Start of ROWS

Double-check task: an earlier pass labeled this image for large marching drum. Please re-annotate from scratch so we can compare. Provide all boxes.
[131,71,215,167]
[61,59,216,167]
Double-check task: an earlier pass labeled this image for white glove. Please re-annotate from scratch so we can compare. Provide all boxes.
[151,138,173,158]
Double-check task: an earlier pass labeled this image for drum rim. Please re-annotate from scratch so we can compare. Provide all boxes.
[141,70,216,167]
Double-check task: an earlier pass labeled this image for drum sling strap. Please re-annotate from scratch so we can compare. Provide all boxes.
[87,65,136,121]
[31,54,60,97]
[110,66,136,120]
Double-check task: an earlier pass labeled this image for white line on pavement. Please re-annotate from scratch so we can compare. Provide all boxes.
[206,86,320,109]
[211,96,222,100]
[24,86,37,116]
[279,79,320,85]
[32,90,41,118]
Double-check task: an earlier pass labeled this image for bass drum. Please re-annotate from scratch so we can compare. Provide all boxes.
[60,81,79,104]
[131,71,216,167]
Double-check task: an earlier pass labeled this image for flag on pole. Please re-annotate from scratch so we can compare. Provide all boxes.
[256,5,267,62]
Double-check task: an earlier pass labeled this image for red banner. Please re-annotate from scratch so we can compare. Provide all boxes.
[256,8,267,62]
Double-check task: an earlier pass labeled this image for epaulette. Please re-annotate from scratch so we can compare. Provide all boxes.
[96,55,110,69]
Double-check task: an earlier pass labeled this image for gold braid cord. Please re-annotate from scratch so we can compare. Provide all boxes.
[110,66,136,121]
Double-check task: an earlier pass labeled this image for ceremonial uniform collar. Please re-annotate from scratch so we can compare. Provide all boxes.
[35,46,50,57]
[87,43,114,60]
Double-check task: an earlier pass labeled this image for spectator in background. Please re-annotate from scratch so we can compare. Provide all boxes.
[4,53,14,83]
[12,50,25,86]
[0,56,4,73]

End of ROWS

* [THE EXERCISE]
Echo, character for character, the records between the line holding "image for epaulette." and the line holding "[87,43,114,60]", inclusive of both.

* [WRITTEN SOLUTION]
Double-check task: an earlier pass labeled this image for epaulette. Please re-annotate from scratch so we can compare. Provide all boxes.
[96,55,110,69]
Double-check task: an earlier pass labeled this image for gold braid cord. Please re-annotate from scratch so we can compare. Provide all boxes.
[110,66,136,121]
Double-check task: an earlier pass labeled this image for ceremonial uniform collar. Please re-annotate from scratch so we can compare. Provide all boxes.
[35,46,50,57]
[87,43,114,60]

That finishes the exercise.